The problem -
Can you update the part of the records below that opens with the line containing "Where can the distant village" and closes with the line containing "[[373, 62]]", changing "excavator" to "digger" and keeping everything else the same? Return only those lines.

Data -
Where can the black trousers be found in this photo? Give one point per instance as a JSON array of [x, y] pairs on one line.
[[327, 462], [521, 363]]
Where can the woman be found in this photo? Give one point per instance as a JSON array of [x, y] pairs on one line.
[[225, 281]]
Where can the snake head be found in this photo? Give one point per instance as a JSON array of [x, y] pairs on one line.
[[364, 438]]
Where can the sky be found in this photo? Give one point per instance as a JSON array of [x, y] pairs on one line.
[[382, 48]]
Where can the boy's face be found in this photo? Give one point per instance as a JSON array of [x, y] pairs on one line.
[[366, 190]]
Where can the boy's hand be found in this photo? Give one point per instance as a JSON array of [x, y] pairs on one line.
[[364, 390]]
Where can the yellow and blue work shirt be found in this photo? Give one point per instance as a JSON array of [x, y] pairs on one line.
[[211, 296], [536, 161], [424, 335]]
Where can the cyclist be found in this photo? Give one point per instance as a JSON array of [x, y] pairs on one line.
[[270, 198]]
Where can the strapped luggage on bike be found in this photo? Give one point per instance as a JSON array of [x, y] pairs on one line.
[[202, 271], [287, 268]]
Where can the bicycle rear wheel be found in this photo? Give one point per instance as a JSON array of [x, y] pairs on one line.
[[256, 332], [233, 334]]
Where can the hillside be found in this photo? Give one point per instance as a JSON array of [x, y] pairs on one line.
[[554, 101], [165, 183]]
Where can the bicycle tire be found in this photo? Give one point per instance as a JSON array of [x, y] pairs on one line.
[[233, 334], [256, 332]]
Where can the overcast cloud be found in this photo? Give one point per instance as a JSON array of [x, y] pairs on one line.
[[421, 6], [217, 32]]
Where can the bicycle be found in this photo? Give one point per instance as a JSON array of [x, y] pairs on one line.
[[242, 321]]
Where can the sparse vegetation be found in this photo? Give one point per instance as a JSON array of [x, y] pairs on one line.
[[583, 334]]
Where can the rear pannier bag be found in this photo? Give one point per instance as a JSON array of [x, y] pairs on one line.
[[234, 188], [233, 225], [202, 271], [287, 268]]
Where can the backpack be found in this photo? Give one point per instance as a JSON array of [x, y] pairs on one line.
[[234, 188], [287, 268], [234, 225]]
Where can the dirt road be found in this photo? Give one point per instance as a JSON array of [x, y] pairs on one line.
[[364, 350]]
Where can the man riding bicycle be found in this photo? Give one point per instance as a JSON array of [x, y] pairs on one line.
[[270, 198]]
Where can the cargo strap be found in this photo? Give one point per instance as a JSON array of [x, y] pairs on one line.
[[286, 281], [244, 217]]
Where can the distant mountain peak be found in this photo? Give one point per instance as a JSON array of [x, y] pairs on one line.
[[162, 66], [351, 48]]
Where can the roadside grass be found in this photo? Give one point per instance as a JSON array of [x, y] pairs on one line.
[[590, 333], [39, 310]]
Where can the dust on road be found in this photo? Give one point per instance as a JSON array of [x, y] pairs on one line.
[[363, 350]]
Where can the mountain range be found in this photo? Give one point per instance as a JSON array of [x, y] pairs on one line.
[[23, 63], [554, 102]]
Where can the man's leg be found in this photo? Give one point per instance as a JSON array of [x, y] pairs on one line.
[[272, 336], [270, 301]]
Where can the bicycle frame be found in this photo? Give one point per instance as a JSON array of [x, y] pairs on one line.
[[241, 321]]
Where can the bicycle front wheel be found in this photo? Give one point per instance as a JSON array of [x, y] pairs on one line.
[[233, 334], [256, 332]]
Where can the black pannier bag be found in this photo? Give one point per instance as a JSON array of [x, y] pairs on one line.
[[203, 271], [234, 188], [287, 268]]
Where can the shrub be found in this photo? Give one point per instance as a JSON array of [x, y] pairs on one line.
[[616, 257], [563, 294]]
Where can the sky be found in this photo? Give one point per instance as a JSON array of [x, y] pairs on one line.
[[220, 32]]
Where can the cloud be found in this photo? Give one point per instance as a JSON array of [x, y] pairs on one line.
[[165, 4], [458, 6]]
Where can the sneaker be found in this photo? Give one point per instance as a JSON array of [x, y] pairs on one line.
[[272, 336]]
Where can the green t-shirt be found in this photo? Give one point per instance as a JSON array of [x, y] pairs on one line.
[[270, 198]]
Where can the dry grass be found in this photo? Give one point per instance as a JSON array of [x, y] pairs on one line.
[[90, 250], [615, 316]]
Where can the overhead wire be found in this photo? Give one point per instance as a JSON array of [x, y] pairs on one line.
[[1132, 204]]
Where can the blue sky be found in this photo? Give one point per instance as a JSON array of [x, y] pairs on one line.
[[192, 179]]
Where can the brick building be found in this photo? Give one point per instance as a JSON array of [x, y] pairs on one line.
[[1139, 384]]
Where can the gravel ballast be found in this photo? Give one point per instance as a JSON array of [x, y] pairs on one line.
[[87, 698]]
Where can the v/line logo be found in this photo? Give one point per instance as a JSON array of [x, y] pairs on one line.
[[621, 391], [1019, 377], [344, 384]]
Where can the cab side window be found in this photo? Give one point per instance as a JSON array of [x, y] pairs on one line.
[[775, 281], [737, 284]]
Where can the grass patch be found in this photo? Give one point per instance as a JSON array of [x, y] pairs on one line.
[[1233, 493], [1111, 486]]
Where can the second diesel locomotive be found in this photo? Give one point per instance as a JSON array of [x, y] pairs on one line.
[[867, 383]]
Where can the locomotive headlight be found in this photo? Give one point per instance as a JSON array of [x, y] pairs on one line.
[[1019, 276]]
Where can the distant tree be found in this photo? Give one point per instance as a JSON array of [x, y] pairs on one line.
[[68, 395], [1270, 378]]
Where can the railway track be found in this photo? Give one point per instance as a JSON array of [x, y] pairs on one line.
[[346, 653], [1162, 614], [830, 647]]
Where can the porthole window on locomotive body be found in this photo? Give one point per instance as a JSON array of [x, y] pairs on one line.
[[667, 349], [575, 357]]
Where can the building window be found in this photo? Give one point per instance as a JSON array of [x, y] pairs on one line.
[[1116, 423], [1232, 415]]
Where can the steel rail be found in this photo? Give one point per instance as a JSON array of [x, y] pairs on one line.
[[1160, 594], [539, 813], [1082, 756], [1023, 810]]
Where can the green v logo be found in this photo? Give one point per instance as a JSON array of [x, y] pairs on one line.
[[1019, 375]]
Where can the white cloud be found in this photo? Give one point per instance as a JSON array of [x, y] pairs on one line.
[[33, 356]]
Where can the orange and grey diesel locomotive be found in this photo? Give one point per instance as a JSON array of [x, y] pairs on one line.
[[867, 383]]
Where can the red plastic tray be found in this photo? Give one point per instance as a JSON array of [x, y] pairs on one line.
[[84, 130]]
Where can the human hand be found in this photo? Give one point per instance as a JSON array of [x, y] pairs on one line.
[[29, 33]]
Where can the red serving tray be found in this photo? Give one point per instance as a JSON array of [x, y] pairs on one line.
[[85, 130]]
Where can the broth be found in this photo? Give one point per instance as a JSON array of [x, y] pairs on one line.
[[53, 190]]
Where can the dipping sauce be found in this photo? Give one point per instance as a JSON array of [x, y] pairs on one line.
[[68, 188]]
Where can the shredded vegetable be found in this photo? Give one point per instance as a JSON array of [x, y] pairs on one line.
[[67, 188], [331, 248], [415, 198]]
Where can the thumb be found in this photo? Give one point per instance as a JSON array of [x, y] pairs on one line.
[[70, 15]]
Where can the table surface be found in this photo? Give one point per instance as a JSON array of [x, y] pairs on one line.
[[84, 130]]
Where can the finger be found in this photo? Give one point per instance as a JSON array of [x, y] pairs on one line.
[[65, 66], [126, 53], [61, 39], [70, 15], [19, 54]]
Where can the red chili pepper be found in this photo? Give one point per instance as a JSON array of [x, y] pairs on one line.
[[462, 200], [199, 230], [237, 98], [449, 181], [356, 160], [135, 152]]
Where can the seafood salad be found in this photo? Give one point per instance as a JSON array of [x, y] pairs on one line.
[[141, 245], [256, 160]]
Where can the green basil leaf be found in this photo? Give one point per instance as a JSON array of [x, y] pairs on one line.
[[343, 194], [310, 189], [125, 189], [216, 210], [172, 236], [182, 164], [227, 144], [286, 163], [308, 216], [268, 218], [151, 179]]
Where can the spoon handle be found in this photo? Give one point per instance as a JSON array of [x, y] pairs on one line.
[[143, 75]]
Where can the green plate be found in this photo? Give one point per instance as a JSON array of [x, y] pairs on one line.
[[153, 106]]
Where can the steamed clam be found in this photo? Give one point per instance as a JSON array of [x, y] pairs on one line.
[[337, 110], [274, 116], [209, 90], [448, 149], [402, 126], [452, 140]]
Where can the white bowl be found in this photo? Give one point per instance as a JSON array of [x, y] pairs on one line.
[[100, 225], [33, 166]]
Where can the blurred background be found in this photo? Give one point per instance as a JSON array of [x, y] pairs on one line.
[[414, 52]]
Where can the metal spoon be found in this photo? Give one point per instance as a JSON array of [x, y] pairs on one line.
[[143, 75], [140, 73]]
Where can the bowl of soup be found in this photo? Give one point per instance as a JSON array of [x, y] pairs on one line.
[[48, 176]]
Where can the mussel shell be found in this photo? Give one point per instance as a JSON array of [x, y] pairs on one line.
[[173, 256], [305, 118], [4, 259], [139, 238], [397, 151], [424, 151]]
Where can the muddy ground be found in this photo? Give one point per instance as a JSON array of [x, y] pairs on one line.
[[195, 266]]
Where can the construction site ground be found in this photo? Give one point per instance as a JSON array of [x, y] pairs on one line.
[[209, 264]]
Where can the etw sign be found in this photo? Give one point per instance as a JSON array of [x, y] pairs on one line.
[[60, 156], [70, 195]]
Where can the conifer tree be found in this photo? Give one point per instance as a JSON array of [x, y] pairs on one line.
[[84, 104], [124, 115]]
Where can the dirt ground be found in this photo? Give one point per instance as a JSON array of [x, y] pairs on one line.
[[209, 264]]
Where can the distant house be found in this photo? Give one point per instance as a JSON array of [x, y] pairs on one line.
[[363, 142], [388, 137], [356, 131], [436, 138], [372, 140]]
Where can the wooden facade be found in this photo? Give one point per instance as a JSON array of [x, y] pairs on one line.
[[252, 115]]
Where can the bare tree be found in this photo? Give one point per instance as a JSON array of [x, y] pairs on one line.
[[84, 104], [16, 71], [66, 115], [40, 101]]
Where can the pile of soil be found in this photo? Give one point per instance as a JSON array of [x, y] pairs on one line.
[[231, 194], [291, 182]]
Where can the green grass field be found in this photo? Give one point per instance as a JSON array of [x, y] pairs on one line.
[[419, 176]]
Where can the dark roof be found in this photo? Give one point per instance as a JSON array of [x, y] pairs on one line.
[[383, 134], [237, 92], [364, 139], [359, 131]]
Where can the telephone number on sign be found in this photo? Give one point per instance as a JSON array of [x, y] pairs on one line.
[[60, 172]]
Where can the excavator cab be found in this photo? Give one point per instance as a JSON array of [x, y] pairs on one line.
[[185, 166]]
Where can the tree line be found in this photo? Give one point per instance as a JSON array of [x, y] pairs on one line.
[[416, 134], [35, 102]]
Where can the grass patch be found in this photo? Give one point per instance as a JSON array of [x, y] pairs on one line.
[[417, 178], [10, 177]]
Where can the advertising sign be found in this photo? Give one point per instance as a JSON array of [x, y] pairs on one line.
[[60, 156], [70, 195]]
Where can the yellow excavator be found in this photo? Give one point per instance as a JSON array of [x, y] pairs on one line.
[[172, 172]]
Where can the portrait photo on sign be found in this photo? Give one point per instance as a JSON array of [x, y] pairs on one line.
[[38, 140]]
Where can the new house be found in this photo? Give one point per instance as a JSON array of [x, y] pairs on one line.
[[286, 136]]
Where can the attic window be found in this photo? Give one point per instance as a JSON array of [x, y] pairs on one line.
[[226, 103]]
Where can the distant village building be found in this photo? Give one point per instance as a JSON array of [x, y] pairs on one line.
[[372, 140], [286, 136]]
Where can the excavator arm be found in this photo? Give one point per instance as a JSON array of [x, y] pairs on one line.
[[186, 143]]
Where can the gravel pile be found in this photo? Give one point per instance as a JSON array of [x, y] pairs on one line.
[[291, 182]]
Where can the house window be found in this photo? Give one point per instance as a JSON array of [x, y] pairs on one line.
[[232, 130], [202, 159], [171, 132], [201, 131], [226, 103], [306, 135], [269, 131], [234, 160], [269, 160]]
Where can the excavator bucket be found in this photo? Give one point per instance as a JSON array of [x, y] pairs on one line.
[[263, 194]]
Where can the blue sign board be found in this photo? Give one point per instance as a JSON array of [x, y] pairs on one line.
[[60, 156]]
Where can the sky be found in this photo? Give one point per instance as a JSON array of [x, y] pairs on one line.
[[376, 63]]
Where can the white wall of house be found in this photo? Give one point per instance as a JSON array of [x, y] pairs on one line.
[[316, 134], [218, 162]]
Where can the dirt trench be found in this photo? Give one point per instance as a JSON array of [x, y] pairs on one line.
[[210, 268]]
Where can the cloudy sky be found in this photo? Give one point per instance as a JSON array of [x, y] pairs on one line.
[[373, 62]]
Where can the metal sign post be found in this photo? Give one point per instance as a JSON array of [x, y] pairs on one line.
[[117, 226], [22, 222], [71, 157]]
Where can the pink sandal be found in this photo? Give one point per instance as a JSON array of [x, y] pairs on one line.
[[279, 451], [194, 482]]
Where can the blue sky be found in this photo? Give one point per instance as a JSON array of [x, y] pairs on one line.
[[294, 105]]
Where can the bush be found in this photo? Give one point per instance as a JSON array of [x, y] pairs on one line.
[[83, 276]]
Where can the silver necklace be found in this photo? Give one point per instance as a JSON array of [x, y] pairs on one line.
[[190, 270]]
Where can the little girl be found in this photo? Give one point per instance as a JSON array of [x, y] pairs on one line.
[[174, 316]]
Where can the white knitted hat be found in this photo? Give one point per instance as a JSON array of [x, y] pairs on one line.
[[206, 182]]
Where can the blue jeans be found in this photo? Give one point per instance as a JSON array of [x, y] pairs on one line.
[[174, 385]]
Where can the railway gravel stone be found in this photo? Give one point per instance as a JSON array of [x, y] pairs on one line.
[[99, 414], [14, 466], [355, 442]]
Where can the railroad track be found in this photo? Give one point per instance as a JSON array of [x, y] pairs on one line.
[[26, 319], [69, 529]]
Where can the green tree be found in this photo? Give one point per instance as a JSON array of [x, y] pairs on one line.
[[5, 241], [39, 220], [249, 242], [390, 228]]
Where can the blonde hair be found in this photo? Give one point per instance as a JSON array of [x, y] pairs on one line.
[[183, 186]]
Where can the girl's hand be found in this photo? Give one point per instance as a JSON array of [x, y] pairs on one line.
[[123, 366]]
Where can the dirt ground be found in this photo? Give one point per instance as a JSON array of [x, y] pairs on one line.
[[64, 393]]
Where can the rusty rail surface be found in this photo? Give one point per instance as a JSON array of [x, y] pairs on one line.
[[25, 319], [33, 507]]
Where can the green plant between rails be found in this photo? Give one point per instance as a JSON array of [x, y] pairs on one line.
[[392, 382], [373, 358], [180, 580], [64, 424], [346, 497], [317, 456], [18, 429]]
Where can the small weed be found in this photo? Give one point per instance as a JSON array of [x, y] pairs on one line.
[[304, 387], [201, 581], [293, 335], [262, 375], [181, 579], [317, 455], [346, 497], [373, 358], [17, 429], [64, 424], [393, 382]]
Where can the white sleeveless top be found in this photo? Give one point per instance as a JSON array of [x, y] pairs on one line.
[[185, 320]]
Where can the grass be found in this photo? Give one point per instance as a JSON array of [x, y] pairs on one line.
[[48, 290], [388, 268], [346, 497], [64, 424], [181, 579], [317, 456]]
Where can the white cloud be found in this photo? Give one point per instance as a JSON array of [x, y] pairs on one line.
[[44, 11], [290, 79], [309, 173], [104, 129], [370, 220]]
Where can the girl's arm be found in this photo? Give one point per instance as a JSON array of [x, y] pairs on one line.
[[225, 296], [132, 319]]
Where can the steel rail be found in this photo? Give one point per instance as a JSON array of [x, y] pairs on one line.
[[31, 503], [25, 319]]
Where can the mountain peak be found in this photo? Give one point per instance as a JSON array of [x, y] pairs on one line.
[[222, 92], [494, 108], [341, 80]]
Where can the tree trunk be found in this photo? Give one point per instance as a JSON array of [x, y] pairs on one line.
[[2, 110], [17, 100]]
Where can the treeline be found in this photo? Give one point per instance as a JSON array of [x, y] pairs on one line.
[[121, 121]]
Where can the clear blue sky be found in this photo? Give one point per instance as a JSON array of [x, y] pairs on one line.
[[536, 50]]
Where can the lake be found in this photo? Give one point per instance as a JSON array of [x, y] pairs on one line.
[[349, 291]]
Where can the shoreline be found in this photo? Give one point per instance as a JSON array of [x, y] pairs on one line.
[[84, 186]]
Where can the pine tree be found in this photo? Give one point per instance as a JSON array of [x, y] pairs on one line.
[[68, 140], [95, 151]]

Result below -
Where can the distant village building be found in this photo? Give one point per instance as a JSON array of [x, y] pairs on one line.
[[372, 140], [286, 136]]
Where can the digger arm be found in this photo? Give one point per instance as a JSON array of [x, y] pairs on one line.
[[186, 143]]
Where can the gravel pile be found in this photo? Give one point per instance as a JSON array of [x, y] pairs on one line.
[[291, 182]]
Where can the house window be found in this photo? Give one point per instance as a JSON array of [x, y] pairs on one line.
[[232, 130], [202, 159], [171, 132], [201, 131], [226, 103], [306, 135], [269, 131], [234, 160], [269, 160]]
Where can the digger bucket be found in this photo? Give one point per instance as a JSON array of [x, y] pairs on one line.
[[263, 194]]
Where can the blue sign board be found in this photo? Give one point per instance as a JSON array of [x, y] pairs on one line.
[[60, 156]]
Where can the sky be found in this photo? Give one point per instance as a JSON array of [x, y] pairs on one line.
[[376, 63]]
Where can the white wall of house be found in this photo? Give one point per instance as a JSON array of [x, y] pairs on one line.
[[316, 134], [218, 162]]
Where can the dirt trench be found in this photo? Give one point per instance as a JSON array of [x, y] pairs on one line.
[[210, 268]]
Where can the cloudy sky be found in this photo? Give one point per instance as a JSON array of [x, y] pairs on one line.
[[373, 62]]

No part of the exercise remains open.